■ Work required
Below is a listing. Set down exactly the lines from the one containing "Target: red sleeve" through the one containing "dark jacket with", both ends included, and leave out the rest.

==*==

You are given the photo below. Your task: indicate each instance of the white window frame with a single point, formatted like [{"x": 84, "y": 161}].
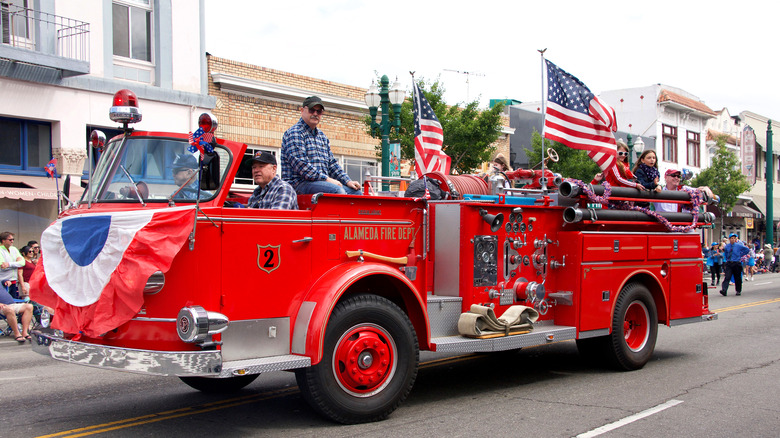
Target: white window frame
[{"x": 145, "y": 5}]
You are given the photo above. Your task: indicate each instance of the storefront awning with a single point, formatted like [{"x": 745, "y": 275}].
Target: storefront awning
[
  {"x": 759, "y": 201},
  {"x": 29, "y": 188},
  {"x": 744, "y": 211}
]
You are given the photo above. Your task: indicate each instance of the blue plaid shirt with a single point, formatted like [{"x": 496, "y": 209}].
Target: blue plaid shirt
[
  {"x": 276, "y": 195},
  {"x": 306, "y": 156}
]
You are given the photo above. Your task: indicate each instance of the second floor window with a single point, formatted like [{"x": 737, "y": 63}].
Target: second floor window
[
  {"x": 694, "y": 149},
  {"x": 670, "y": 143},
  {"x": 132, "y": 30},
  {"x": 25, "y": 145}
]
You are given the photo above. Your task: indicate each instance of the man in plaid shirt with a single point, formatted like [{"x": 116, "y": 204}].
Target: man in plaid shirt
[
  {"x": 271, "y": 191},
  {"x": 309, "y": 165}
]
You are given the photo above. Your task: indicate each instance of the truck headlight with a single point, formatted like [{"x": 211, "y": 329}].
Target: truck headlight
[{"x": 195, "y": 324}]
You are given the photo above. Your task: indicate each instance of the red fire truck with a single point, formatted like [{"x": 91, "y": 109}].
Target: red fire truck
[{"x": 346, "y": 290}]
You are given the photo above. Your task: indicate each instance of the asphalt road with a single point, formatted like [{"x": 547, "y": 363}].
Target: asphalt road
[{"x": 715, "y": 379}]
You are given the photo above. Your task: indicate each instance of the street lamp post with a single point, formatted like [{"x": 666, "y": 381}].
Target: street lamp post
[
  {"x": 637, "y": 146},
  {"x": 385, "y": 96}
]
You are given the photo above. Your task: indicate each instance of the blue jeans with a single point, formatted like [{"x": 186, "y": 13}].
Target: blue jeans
[{"x": 311, "y": 187}]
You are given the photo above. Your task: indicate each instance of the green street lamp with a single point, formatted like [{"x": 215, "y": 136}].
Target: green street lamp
[{"x": 385, "y": 96}]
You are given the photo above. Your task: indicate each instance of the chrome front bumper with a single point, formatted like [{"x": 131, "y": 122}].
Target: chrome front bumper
[{"x": 160, "y": 363}]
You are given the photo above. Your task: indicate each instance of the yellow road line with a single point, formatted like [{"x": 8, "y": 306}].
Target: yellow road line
[
  {"x": 238, "y": 401},
  {"x": 207, "y": 407}
]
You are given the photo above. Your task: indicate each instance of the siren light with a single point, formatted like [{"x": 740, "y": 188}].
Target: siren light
[
  {"x": 207, "y": 122},
  {"x": 125, "y": 108}
]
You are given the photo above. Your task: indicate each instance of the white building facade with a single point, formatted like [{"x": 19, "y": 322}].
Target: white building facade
[
  {"x": 674, "y": 118},
  {"x": 61, "y": 61}
]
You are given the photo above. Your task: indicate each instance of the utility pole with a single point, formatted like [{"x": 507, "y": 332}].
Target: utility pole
[{"x": 770, "y": 170}]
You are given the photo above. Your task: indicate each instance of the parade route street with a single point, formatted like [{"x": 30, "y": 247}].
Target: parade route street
[{"x": 713, "y": 379}]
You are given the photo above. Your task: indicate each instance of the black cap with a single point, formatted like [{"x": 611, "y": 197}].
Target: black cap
[
  {"x": 184, "y": 161},
  {"x": 263, "y": 157},
  {"x": 312, "y": 101}
]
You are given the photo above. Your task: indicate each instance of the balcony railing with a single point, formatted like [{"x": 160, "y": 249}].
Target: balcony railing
[{"x": 42, "y": 32}]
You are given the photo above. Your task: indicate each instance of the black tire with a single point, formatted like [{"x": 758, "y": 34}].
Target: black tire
[
  {"x": 634, "y": 328},
  {"x": 219, "y": 386},
  {"x": 375, "y": 337}
]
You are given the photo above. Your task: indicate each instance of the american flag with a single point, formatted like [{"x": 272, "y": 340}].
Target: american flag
[
  {"x": 578, "y": 118},
  {"x": 428, "y": 138},
  {"x": 201, "y": 142}
]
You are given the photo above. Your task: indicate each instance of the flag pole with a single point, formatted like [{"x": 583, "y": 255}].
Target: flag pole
[{"x": 544, "y": 114}]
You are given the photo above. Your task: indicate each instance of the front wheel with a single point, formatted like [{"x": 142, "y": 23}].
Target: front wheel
[
  {"x": 634, "y": 328},
  {"x": 369, "y": 362}
]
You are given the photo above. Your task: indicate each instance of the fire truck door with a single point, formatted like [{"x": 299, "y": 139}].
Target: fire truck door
[{"x": 266, "y": 259}]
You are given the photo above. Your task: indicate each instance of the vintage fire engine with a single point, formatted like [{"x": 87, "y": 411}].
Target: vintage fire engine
[{"x": 346, "y": 290}]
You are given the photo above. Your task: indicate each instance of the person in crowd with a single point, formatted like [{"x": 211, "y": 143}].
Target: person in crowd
[
  {"x": 715, "y": 262},
  {"x": 11, "y": 309},
  {"x": 672, "y": 178},
  {"x": 36, "y": 247},
  {"x": 23, "y": 281},
  {"x": 768, "y": 255},
  {"x": 501, "y": 164},
  {"x": 307, "y": 161},
  {"x": 750, "y": 265},
  {"x": 732, "y": 255},
  {"x": 10, "y": 262},
  {"x": 271, "y": 192},
  {"x": 646, "y": 171},
  {"x": 619, "y": 175}
]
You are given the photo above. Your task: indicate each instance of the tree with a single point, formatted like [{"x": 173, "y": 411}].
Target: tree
[
  {"x": 468, "y": 132},
  {"x": 724, "y": 177},
  {"x": 573, "y": 163}
]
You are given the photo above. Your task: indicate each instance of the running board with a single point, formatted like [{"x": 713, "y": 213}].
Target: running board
[{"x": 541, "y": 335}]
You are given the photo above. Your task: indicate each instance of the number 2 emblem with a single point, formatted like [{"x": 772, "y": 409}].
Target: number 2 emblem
[{"x": 268, "y": 257}]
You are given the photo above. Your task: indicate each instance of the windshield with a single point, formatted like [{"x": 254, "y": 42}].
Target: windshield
[{"x": 151, "y": 169}]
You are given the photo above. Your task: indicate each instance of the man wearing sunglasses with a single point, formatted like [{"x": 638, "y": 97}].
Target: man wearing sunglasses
[
  {"x": 10, "y": 262},
  {"x": 673, "y": 179},
  {"x": 308, "y": 164}
]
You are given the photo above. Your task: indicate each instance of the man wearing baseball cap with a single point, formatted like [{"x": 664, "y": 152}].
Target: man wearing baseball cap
[
  {"x": 271, "y": 191},
  {"x": 732, "y": 259},
  {"x": 673, "y": 178},
  {"x": 308, "y": 164}
]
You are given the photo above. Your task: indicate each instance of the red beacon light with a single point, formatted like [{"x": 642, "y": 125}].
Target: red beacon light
[
  {"x": 125, "y": 109},
  {"x": 207, "y": 123}
]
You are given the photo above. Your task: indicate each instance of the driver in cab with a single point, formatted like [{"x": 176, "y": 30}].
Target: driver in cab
[{"x": 185, "y": 169}]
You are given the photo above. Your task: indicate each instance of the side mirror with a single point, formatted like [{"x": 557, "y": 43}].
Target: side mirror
[{"x": 97, "y": 139}]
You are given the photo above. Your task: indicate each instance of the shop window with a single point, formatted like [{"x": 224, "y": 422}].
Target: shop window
[
  {"x": 694, "y": 149},
  {"x": 25, "y": 145},
  {"x": 670, "y": 143}
]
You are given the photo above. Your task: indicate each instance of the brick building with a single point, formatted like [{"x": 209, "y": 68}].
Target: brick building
[{"x": 256, "y": 105}]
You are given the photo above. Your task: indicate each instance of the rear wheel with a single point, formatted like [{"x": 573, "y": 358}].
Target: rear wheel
[
  {"x": 634, "y": 328},
  {"x": 369, "y": 362},
  {"x": 219, "y": 385}
]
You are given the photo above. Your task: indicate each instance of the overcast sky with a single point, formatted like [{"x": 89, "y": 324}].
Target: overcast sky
[{"x": 723, "y": 52}]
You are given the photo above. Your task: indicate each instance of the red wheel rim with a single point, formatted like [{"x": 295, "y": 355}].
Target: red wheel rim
[
  {"x": 364, "y": 360},
  {"x": 636, "y": 326}
]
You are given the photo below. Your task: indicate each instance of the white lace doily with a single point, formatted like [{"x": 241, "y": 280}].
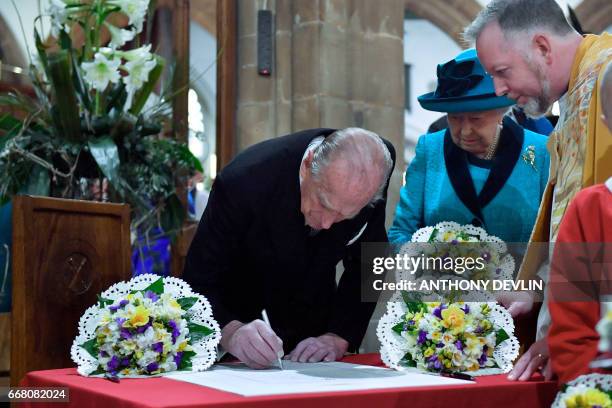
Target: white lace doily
[
  {"x": 394, "y": 347},
  {"x": 420, "y": 240},
  {"x": 200, "y": 313},
  {"x": 580, "y": 384}
]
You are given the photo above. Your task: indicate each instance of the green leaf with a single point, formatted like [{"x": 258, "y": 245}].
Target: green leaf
[
  {"x": 190, "y": 158},
  {"x": 9, "y": 128},
  {"x": 413, "y": 302},
  {"x": 38, "y": 183},
  {"x": 187, "y": 303},
  {"x": 102, "y": 302},
  {"x": 198, "y": 332},
  {"x": 143, "y": 94},
  {"x": 398, "y": 328},
  {"x": 500, "y": 336},
  {"x": 408, "y": 360},
  {"x": 65, "y": 41},
  {"x": 41, "y": 50},
  {"x": 156, "y": 287},
  {"x": 79, "y": 85},
  {"x": 433, "y": 235},
  {"x": 99, "y": 371},
  {"x": 66, "y": 105},
  {"x": 105, "y": 152},
  {"x": 91, "y": 346},
  {"x": 186, "y": 360}
]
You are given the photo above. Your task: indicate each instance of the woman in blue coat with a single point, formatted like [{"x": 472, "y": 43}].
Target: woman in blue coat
[{"x": 484, "y": 169}]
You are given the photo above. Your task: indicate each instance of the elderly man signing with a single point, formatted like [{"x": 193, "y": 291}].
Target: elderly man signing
[
  {"x": 536, "y": 58},
  {"x": 280, "y": 217}
]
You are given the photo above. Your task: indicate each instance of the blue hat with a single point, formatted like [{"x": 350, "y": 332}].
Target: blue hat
[{"x": 463, "y": 86}]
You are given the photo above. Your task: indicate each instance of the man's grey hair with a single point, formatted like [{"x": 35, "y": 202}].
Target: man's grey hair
[
  {"x": 363, "y": 150},
  {"x": 519, "y": 16},
  {"x": 606, "y": 92}
]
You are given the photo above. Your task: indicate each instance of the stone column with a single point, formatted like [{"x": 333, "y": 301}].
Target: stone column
[{"x": 337, "y": 63}]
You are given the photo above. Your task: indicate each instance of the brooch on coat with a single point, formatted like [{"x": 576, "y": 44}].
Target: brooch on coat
[{"x": 529, "y": 156}]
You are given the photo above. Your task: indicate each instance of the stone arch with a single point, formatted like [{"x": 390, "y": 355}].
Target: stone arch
[
  {"x": 594, "y": 15},
  {"x": 451, "y": 16}
]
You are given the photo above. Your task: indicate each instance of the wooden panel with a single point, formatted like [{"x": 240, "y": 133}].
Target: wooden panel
[
  {"x": 226, "y": 81},
  {"x": 5, "y": 342},
  {"x": 65, "y": 252}
]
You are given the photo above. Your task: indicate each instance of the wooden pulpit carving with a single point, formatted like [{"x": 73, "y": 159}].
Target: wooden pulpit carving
[{"x": 65, "y": 252}]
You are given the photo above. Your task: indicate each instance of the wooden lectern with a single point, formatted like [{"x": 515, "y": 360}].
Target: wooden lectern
[{"x": 65, "y": 252}]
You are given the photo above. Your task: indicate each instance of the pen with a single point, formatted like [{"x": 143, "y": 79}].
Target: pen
[
  {"x": 457, "y": 375},
  {"x": 265, "y": 317}
]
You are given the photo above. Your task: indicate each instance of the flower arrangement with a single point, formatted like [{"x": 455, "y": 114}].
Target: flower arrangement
[
  {"x": 95, "y": 116},
  {"x": 586, "y": 391},
  {"x": 436, "y": 336},
  {"x": 147, "y": 326},
  {"x": 449, "y": 243}
]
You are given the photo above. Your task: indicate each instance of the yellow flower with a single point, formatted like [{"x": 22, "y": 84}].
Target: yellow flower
[
  {"x": 139, "y": 317},
  {"x": 453, "y": 318}
]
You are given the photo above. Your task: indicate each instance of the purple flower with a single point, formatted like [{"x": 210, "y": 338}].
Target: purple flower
[
  {"x": 175, "y": 330},
  {"x": 125, "y": 333},
  {"x": 158, "y": 347},
  {"x": 177, "y": 358},
  {"x": 422, "y": 337},
  {"x": 438, "y": 311},
  {"x": 113, "y": 364},
  {"x": 144, "y": 328},
  {"x": 483, "y": 359},
  {"x": 114, "y": 308},
  {"x": 151, "y": 295}
]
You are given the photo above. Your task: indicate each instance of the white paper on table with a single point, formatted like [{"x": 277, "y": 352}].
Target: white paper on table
[{"x": 308, "y": 377}]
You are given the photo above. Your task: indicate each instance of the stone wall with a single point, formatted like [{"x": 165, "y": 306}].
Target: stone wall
[{"x": 338, "y": 63}]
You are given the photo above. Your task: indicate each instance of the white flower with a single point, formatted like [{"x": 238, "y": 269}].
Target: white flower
[
  {"x": 136, "y": 10},
  {"x": 59, "y": 17},
  {"x": 604, "y": 328},
  {"x": 148, "y": 357},
  {"x": 119, "y": 36},
  {"x": 146, "y": 339},
  {"x": 101, "y": 71}
]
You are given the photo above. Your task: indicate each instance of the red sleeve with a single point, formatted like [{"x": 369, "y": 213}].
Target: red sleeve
[{"x": 574, "y": 306}]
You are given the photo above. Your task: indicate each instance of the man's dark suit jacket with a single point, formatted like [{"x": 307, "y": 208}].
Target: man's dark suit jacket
[{"x": 252, "y": 250}]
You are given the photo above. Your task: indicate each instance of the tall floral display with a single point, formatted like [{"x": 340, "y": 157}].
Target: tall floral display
[{"x": 94, "y": 129}]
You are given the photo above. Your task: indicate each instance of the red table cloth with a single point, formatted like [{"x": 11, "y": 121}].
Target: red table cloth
[{"x": 491, "y": 391}]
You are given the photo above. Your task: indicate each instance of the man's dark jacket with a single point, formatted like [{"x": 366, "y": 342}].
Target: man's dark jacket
[{"x": 252, "y": 250}]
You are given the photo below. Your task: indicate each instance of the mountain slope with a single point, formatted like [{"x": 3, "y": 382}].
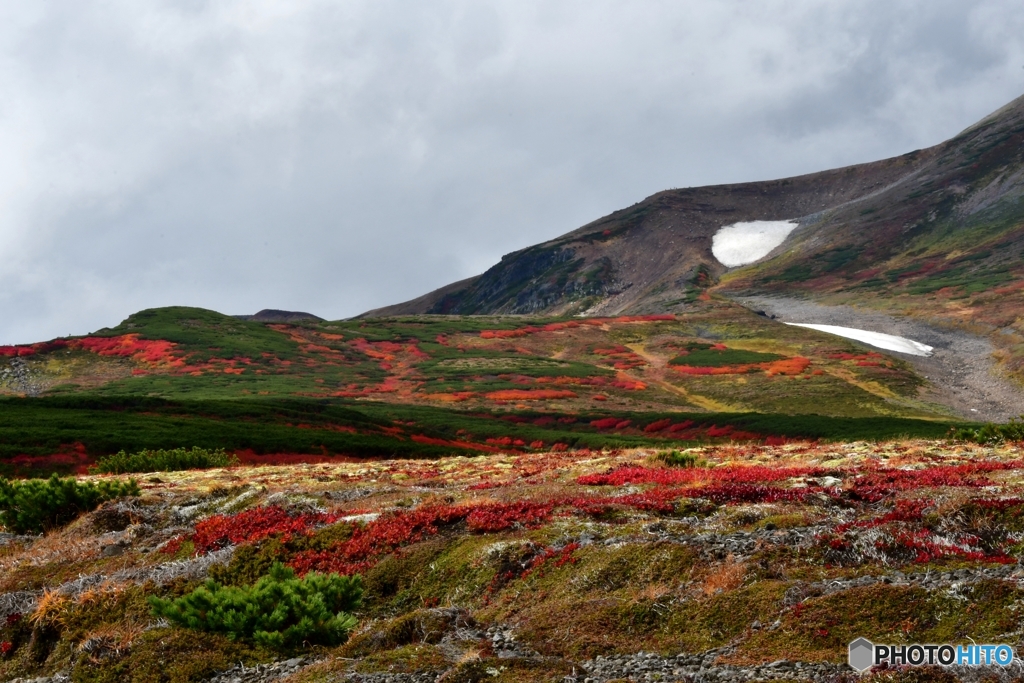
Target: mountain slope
[{"x": 937, "y": 232}]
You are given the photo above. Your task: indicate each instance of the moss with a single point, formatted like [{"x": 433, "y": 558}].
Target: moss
[
  {"x": 422, "y": 626},
  {"x": 170, "y": 655},
  {"x": 404, "y": 659},
  {"x": 440, "y": 571},
  {"x": 250, "y": 562},
  {"x": 820, "y": 628},
  {"x": 716, "y": 621}
]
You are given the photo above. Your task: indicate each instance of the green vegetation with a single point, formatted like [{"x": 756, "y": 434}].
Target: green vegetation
[
  {"x": 32, "y": 430},
  {"x": 164, "y": 461},
  {"x": 991, "y": 432},
  {"x": 39, "y": 505},
  {"x": 677, "y": 459},
  {"x": 280, "y": 611},
  {"x": 708, "y": 355},
  {"x": 205, "y": 334}
]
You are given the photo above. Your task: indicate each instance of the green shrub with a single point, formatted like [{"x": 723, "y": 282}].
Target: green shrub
[
  {"x": 164, "y": 461},
  {"x": 705, "y": 355},
  {"x": 677, "y": 459},
  {"x": 39, "y": 505},
  {"x": 991, "y": 432},
  {"x": 280, "y": 610}
]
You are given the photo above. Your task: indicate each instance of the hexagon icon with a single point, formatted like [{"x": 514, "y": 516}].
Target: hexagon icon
[{"x": 861, "y": 653}]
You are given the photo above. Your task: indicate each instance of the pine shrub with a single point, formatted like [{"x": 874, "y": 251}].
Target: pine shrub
[
  {"x": 164, "y": 461},
  {"x": 280, "y": 610},
  {"x": 33, "y": 506},
  {"x": 677, "y": 459}
]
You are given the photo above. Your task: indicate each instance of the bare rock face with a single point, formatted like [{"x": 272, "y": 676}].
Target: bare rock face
[{"x": 945, "y": 217}]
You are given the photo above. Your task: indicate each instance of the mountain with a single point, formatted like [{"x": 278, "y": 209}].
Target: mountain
[{"x": 937, "y": 232}]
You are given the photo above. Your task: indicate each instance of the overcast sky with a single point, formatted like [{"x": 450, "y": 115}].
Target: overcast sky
[{"x": 339, "y": 156}]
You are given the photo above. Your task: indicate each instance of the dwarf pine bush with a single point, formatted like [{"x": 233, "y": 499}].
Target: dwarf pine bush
[
  {"x": 280, "y": 610},
  {"x": 677, "y": 459},
  {"x": 164, "y": 461},
  {"x": 32, "y": 506}
]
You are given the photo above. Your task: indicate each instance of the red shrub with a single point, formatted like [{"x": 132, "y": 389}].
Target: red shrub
[
  {"x": 500, "y": 516},
  {"x": 529, "y": 394},
  {"x": 657, "y": 426},
  {"x": 377, "y": 539},
  {"x": 251, "y": 525},
  {"x": 670, "y": 476}
]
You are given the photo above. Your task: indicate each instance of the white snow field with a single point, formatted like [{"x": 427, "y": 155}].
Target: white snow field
[
  {"x": 877, "y": 339},
  {"x": 740, "y": 244}
]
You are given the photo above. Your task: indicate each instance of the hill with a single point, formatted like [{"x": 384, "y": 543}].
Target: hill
[
  {"x": 426, "y": 386},
  {"x": 937, "y": 232}
]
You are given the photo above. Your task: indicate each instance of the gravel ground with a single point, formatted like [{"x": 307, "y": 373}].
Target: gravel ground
[{"x": 962, "y": 369}]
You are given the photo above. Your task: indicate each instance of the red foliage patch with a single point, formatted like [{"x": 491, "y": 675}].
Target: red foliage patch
[
  {"x": 657, "y": 426},
  {"x": 500, "y": 516},
  {"x": 529, "y": 394},
  {"x": 672, "y": 476},
  {"x": 377, "y": 539},
  {"x": 251, "y": 525}
]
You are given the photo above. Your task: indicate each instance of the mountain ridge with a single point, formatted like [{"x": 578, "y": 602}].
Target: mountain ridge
[{"x": 936, "y": 232}]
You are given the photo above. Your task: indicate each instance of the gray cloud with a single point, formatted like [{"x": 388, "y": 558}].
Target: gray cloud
[{"x": 337, "y": 157}]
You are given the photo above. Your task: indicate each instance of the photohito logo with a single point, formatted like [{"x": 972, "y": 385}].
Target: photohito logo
[{"x": 864, "y": 654}]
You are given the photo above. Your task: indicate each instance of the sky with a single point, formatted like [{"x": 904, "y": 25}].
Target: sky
[{"x": 335, "y": 157}]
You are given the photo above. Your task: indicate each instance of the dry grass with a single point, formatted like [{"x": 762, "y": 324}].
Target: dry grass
[{"x": 726, "y": 577}]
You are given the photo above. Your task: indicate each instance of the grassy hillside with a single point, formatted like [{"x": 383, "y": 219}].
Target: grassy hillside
[{"x": 426, "y": 386}]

==*==

■ Solution
Target: red sleeve
[{"x": 574, "y": 306}]
You are given the photo above. Your task: indicate each instance of the man's dark suit jacket with a single point, formatted like [{"x": 307, "y": 208}].
Target: man's dark suit jacket
[{"x": 252, "y": 250}]
You are given the photo above. Your task: indicate each instance of the tall floral display with a single point, formatted like [{"x": 340, "y": 157}].
Target: tall floral display
[{"x": 94, "y": 129}]
You are given the photo above. Your task: indicate each instance of the red table cloth with a single point, formatted like [{"x": 11, "y": 121}].
Target: red table cloth
[{"x": 491, "y": 391}]
You are given the photo above. Your task: indicate each instance of the man's dark jacket with a single point, formatted like [{"x": 366, "y": 342}].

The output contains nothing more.